• **SELECTION**
Josh: Yeah, that boils it down real well. I'm a builder as my background, homes, remodels, custom homes, what I used to do in a former life, and I like your analogy there. And as you were talking about the toolboxes and different systems, it made me think about a home and how a home comes together with all these systems working together. And a lot of times we think about the landscape and there's gardens over here and the chickens are over there, and the cows are out there and the orchards over here, and it's all separate pieces. And what permaculture does is kind of like that the way a house comes together with integrated systems, it brings all those things together to work together. Which accentuates, if you do it well, each of the systems and creates abundance and less work at times. So that was a new thought for me as you were talking through that. I really like it.
Nicholas: And can I add something to that? It's in there, but I just want to bring it out just to see it. But then when you put all those systems together in a house, a good architect will look at that and go, "Okay, what does the actual flow for a human look like?"
Nicholas: Right? So you got all the systems and they all work, the light switch works, but wait and back up. Actually visualize yourself walking through this thing or is the door in the right place? Your bedroom door next to the front door, are they going to cause issues when they open up? Is your kitchen in a U shape where it's very efficient the way you can work that? Same thing with the landscape.
From your house, the most efficient garden. Here's a little pro tip, and if I'm not mistaken, I think I actually got this from my buddy in Santa Barbara, Lauren Liondike. So he's like, "Well, look like the most efficient garden is you have your house and you have your car. And if you park and you have to walk through your garden, That's it." Right?
Nicholas: Yeah, that's what we're saying, that flow, right. That day-to-day walk and in the class that we were doing here with the school of traditional skills help you. We help you look at that, like what does your actual life look like? And realistically, because you're dreaming and that's okay to dream, I dream every day, not at night though. You're dreaming and you have these visions and desires, but then let's take that dream and make it as real as it can be and look at those flows and kind of back out and okay, now we have a house. Now we have a landscape. Kind of like with what you're saying.
Josh: Yeah, but it works. I mean, that's powerful. Just that principle right there, putting that garden in that location where you see it every time you come and go and because you see it, inherently gets the attention it needs or you get to harvest out of it.
Josh: Those things can seem subtle, but they're super, super powerful. So let's dive in a little bit and what are the basic permaculture principles? To bring this down, we're talking a lot of theory and bigger concept a little bit. So to start to bring it in a little bit, just what are the basic permaculture principles?

• **PROBLEM REQUIREMENTS**
Reproduce word for word the passage of the permaculture conversation that opens with the words containing "Nicholas: And can" and closes with "with the landscape.". The entries come from a separate, unrelated source.

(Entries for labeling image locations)
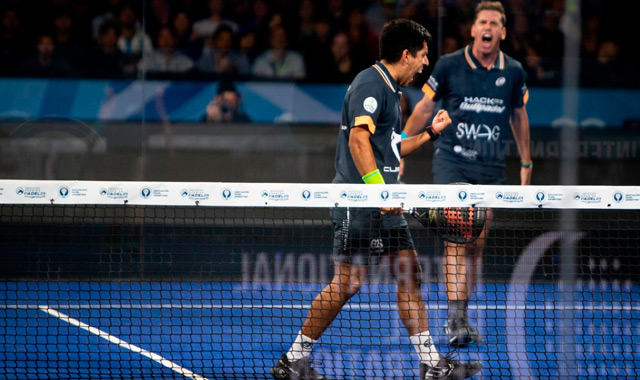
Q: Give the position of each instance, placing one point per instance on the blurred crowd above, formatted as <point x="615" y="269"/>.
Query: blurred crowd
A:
<point x="303" y="40"/>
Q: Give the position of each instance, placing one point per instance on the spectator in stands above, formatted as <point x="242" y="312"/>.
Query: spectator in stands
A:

• **ANSWER IN FULL**
Nicholas: And can I add something to that? It's in there, but I just want to bring it out just to see it. But then when you put all those systems together in a house, a good architect will look at that and go, "Okay, what does the actual flow for a human look like?"
Nicholas: Right? So you got all the systems and they all work, the light switch works, but wait and back up. Actually visualize yourself walking through this thing or is the door in the right place? Your bedroom door next to the front door, are they going to cause issues when they open up? Is your kitchen in a U shape where it's very efficient the way you can work that? Same thing with the landscape.